### What is expected
Return every line of the records, exact and in full, until you have returned the line with "Return the outline of every instance of the white", and include none of the pictures.

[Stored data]
▼

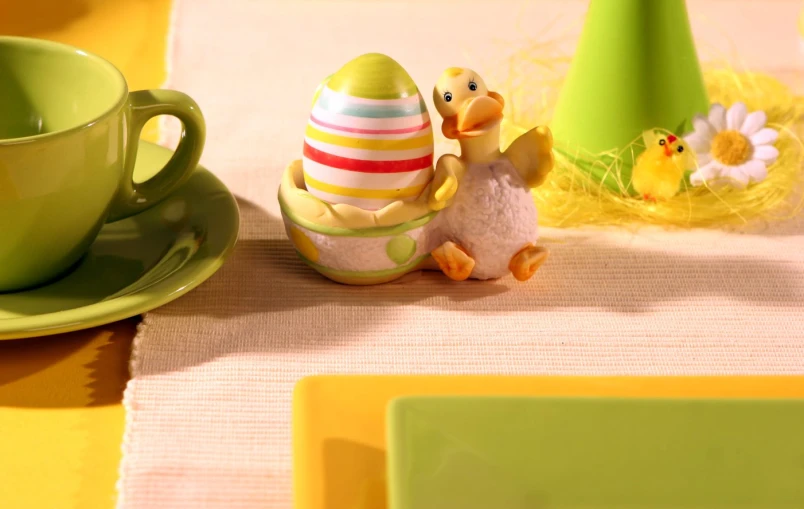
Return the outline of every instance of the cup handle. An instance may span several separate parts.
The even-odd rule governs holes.
[[[131,92],[128,101],[128,147],[123,181],[112,202],[107,223],[133,216],[165,199],[190,178],[204,149],[204,117],[198,104],[187,94],[176,90],[139,90]],[[145,123],[159,115],[171,115],[181,120],[179,146],[159,173],[136,184],[134,163],[140,134]]]

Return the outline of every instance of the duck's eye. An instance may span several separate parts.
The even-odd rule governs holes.
[[[659,145],[664,145],[664,140],[659,140]]]
[[[444,100],[450,102],[452,100],[452,93],[451,92],[444,92]]]
[[[678,148],[677,148],[676,150],[678,150],[678,153],[680,154],[680,153],[684,152],[684,147],[682,147],[681,145],[679,145],[679,146],[678,146]]]
[[[469,90],[471,90],[472,92],[477,90],[477,83],[475,83],[474,81],[470,81],[469,82]]]

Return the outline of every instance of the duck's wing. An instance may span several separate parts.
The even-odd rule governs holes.
[[[526,132],[504,153],[517,169],[528,187],[541,185],[555,164],[553,134],[547,126],[539,126]]]

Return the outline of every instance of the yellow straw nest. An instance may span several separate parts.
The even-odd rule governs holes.
[[[549,45],[531,47],[514,54],[503,73],[504,79],[499,80],[498,86],[508,99],[503,146],[534,126],[549,125],[552,105],[569,62],[568,58],[550,57],[552,49]],[[548,56],[534,57],[540,53],[548,53]],[[693,228],[746,225],[795,216],[804,205],[801,194],[804,143],[800,123],[804,97],[794,95],[776,78],[756,72],[713,68],[704,72],[704,79],[711,103],[728,108],[735,102],[744,102],[749,111],[765,111],[768,126],[779,131],[775,143],[779,158],[768,167],[764,181],[742,190],[691,187],[682,182],[675,197],[651,203],[602,185],[590,176],[588,166],[584,169],[573,159],[557,154],[550,177],[533,191],[540,224],[564,228],[646,224]],[[620,187],[626,189],[629,182],[622,182],[620,169],[629,157],[623,156],[631,155],[633,160],[632,154],[643,148],[642,140],[636,139],[620,150],[585,154],[575,160],[588,161],[592,156],[595,164],[617,178]]]

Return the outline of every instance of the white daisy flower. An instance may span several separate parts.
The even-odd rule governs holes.
[[[731,185],[742,189],[768,176],[768,165],[779,157],[773,143],[779,137],[775,129],[765,127],[764,111],[748,113],[743,103],[726,110],[713,104],[709,117],[696,115],[691,134],[684,137],[698,159],[698,170],[690,182],[700,186]]]

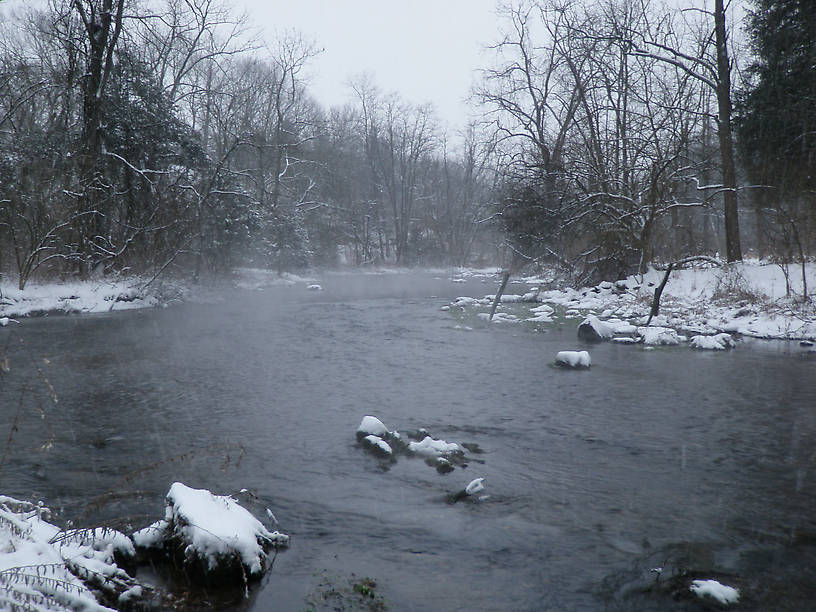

▲

### Answer to the problem
Return the outline of every instance of the cup handle. An instance may span several separate parts.
The even-odd rule governs holes.
[[[131,92],[128,101],[128,147],[123,181],[112,202],[107,223],[133,216],[165,199],[190,178],[204,149],[204,117],[198,104],[187,94],[176,90],[139,90]],[[145,123],[159,115],[171,115],[181,120],[179,146],[159,173],[136,184],[134,163],[140,134]]]

Return the outline of every instance of the duck's eye. An instance may span several separate parts.
The even-odd rule governs holes.
[[[659,145],[664,145],[664,140],[659,140]]]
[[[444,100],[450,102],[452,100],[452,93],[451,92],[444,92]]]
[[[678,148],[677,148],[676,150],[678,150],[678,153],[680,154],[680,153],[684,152],[684,147],[682,147],[681,145],[679,145],[679,146],[678,146]]]
[[[469,90],[471,90],[472,92],[477,90],[477,83],[475,83],[474,81],[470,81],[469,82]]]

Return the outline of every instance of the duck's wing. An instance may span several separate parts.
The even-odd rule governs holes.
[[[526,132],[504,153],[517,169],[528,187],[541,185],[555,164],[553,134],[547,126],[539,126]]]

Return the outline of every instance of the yellow straw nest. An instance may span several separate parts.
The even-odd rule governs holes.
[[[549,45],[531,47],[514,54],[503,73],[504,79],[499,80],[498,86],[508,99],[503,146],[534,126],[549,125],[552,105],[569,62],[568,58],[550,57],[552,49]],[[548,56],[534,57],[540,53],[548,53]],[[693,228],[746,225],[795,216],[804,205],[801,194],[804,143],[800,123],[804,97],[794,95],[776,78],[756,72],[713,68],[704,72],[704,79],[711,103],[728,108],[735,102],[744,102],[749,111],[765,111],[768,126],[779,131],[775,143],[779,158],[768,167],[764,181],[742,190],[691,187],[682,182],[675,197],[651,203],[602,185],[590,176],[588,166],[584,169],[573,159],[557,154],[550,177],[533,191],[540,224],[564,228],[646,224]],[[620,187],[626,189],[629,182],[622,182],[620,169],[629,157],[623,156],[631,155],[633,160],[632,154],[643,148],[642,140],[636,139],[620,150],[585,154],[575,160],[588,161],[592,156],[595,164],[617,178]]]

Return the outline of every instance of the white daisy flower. An instance may span several separate parts.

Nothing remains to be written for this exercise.